EXERCISE DATA —

################

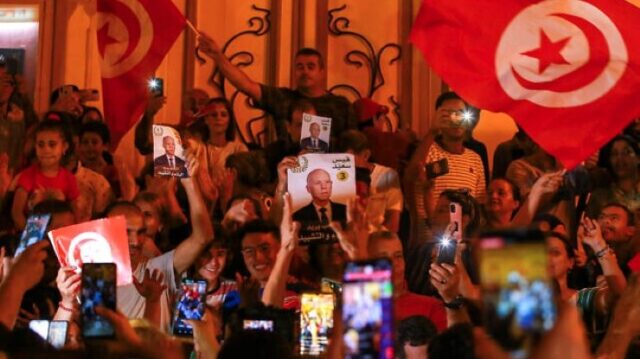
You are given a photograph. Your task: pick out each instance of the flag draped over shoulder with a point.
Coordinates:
(568, 71)
(133, 38)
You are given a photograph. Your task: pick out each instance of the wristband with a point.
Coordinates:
(456, 303)
(66, 309)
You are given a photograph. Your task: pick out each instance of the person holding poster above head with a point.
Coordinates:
(133, 299)
(169, 163)
(321, 207)
(320, 187)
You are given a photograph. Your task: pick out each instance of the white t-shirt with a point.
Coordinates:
(385, 194)
(132, 304)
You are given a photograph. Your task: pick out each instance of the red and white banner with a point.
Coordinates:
(568, 71)
(133, 38)
(100, 241)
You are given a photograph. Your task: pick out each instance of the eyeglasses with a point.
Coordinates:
(263, 248)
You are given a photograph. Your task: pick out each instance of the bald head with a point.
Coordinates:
(319, 186)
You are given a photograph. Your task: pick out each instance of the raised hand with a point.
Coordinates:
(446, 279)
(152, 285)
(283, 166)
(590, 234)
(68, 282)
(548, 183)
(193, 164)
(208, 45)
(249, 289)
(288, 228)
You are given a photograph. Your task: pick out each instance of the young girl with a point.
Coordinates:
(47, 178)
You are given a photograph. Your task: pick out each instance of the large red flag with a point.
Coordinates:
(568, 71)
(133, 38)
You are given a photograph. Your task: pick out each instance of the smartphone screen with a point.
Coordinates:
(455, 218)
(257, 324)
(437, 168)
(190, 305)
(329, 285)
(447, 251)
(40, 327)
(156, 86)
(98, 289)
(367, 309)
(316, 322)
(58, 333)
(518, 295)
(34, 231)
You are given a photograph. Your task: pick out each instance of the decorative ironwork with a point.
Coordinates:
(258, 26)
(338, 26)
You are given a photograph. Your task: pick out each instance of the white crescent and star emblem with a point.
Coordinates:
(120, 36)
(560, 53)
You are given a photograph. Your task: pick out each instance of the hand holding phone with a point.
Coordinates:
(189, 306)
(316, 322)
(367, 309)
(437, 168)
(156, 86)
(455, 220)
(33, 231)
(517, 291)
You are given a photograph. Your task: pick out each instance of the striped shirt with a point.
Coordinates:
(465, 171)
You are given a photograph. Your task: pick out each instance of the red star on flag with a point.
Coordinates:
(549, 52)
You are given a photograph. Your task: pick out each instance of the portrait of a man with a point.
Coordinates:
(169, 162)
(321, 209)
(313, 142)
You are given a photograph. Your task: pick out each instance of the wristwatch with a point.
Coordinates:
(456, 303)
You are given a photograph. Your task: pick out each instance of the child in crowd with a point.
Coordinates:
(47, 177)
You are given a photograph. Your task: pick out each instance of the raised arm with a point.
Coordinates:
(202, 232)
(543, 188)
(590, 234)
(231, 72)
(276, 286)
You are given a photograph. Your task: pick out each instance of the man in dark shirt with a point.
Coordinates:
(309, 76)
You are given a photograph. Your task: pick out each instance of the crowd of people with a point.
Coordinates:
(229, 222)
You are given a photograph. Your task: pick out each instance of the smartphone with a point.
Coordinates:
(329, 285)
(316, 322)
(367, 309)
(58, 333)
(258, 324)
(33, 232)
(156, 86)
(190, 305)
(517, 290)
(98, 285)
(437, 168)
(66, 91)
(447, 251)
(40, 327)
(455, 218)
(89, 95)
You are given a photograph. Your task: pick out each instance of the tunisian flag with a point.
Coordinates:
(568, 71)
(133, 38)
(101, 241)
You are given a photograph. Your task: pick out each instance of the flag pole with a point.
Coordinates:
(192, 27)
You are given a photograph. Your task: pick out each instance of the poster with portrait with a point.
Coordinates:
(168, 153)
(320, 187)
(101, 241)
(315, 134)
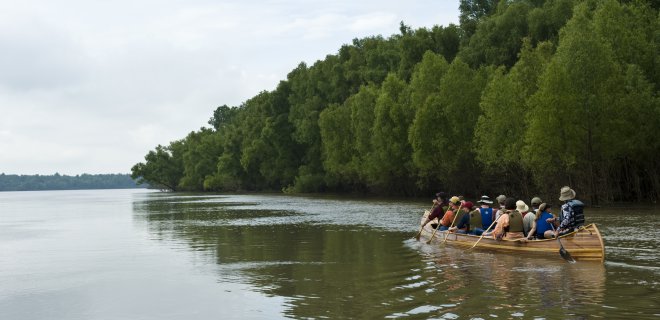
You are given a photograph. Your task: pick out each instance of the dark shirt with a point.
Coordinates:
(437, 212)
(465, 221)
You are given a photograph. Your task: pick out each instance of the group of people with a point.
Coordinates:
(509, 219)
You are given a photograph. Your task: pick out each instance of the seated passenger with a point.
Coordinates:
(448, 218)
(487, 215)
(541, 227)
(439, 207)
(463, 219)
(509, 225)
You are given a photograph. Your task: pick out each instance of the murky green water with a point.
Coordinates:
(135, 254)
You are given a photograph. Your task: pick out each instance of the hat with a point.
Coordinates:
(510, 203)
(521, 206)
(485, 199)
(566, 193)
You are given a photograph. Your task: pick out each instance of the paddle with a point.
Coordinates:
(452, 223)
(483, 234)
(562, 252)
(422, 227)
(438, 227)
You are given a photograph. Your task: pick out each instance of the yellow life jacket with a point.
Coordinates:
(515, 221)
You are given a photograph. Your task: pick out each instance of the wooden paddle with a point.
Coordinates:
(452, 223)
(422, 228)
(484, 233)
(562, 252)
(438, 227)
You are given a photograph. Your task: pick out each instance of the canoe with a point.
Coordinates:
(585, 244)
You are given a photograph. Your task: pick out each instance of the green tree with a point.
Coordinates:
(390, 166)
(163, 167)
(574, 116)
(426, 132)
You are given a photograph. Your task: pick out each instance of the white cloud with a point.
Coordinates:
(92, 86)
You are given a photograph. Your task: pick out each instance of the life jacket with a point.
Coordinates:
(541, 225)
(459, 216)
(486, 217)
(578, 212)
(475, 220)
(515, 221)
(447, 219)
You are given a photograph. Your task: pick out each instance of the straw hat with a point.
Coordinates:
(566, 193)
(485, 199)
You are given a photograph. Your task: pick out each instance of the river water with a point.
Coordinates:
(138, 254)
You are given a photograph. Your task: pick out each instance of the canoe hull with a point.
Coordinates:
(585, 244)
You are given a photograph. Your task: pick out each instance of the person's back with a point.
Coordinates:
(542, 224)
(572, 211)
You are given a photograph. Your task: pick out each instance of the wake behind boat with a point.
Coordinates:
(585, 244)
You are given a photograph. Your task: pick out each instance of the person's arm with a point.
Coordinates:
(532, 231)
(567, 218)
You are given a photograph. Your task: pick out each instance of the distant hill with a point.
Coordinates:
(13, 182)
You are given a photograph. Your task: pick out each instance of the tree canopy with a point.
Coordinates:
(521, 97)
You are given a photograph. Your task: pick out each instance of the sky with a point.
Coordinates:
(89, 86)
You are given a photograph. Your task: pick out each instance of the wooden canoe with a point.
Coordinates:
(585, 244)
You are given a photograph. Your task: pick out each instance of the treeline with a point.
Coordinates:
(521, 98)
(12, 182)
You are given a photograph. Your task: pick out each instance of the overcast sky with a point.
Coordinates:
(90, 86)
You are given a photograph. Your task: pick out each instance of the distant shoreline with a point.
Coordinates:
(14, 182)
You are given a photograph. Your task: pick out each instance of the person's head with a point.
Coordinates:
(455, 201)
(501, 199)
(521, 206)
(485, 201)
(510, 204)
(544, 207)
(566, 193)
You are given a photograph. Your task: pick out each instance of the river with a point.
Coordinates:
(139, 254)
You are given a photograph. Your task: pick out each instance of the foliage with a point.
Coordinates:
(522, 96)
(12, 182)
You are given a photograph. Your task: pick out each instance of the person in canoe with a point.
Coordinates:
(572, 212)
(464, 222)
(448, 219)
(509, 225)
(440, 205)
(528, 218)
(542, 223)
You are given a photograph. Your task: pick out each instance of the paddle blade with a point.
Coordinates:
(567, 256)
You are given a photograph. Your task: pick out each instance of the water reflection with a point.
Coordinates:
(332, 264)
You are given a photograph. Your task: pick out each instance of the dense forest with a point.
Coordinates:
(521, 98)
(12, 182)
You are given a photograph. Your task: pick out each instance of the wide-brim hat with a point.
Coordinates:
(566, 193)
(485, 199)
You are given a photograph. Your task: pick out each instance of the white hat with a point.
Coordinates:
(566, 193)
(521, 206)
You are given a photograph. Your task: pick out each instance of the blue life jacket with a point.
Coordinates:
(541, 225)
(486, 217)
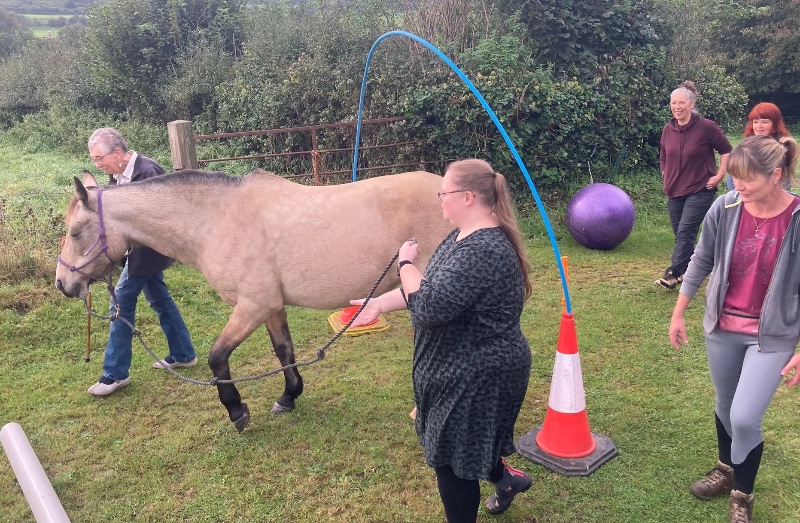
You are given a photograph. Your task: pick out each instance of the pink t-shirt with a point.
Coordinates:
(755, 252)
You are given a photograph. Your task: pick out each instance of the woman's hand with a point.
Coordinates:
(369, 314)
(677, 332)
(408, 251)
(794, 364)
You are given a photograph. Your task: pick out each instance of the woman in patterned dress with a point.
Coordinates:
(471, 361)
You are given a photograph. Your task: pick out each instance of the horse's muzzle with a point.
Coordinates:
(72, 292)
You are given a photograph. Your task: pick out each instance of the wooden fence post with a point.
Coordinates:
(181, 145)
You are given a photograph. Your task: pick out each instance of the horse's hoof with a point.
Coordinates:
(242, 421)
(280, 409)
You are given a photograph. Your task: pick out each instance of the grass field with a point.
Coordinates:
(162, 450)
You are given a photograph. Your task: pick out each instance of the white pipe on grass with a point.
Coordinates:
(32, 479)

################

TASK OBJECTIVE —
Write down exactly the lines running from the line with "wide-brim hat with a point." through the end of the material, both ends included, and none of the pictures.

THE OUTPUT —
You are given a photograph. Your task: pick out each instance of the wide-brim hat with a point.
Coordinates:
(566, 193)
(485, 199)
You are given a photograph. Your task: pick out each instance of the white hat with a point.
Coordinates:
(566, 193)
(521, 206)
You are given a photograph. Your task: pick out each instance of the blue life jacket with a point.
Coordinates:
(541, 225)
(486, 217)
You are given a photograph. Your task: pick out each instance of the pink t-shirt with a point.
Coordinates:
(755, 252)
You are given a photograph. Your task: pick out each instance of the woman's hand with a point.
Coordinates:
(369, 314)
(677, 332)
(408, 251)
(794, 364)
You are given a photograph. Your task: pick out each instance of the woman in patterned dress with a point.
Coordinates:
(471, 361)
You are given a photograph. Your task: pick out each instance of the horse's muzzle with a point.
Coordinates:
(72, 292)
You are given a photograph. Your task: pick out each instance of the wooden fence post with a point.
Coordinates:
(181, 145)
You are given a photograph. Your task: pick out each instance of the horse's hoof with a point.
Coordinates:
(242, 421)
(280, 409)
You are given a photograph. Your task: pick out each instance of the grass field with a point.
Coordinates:
(162, 450)
You are given a photograph. Your task: pick out each instance of the white pipe on grass with a point.
Coordinates:
(32, 479)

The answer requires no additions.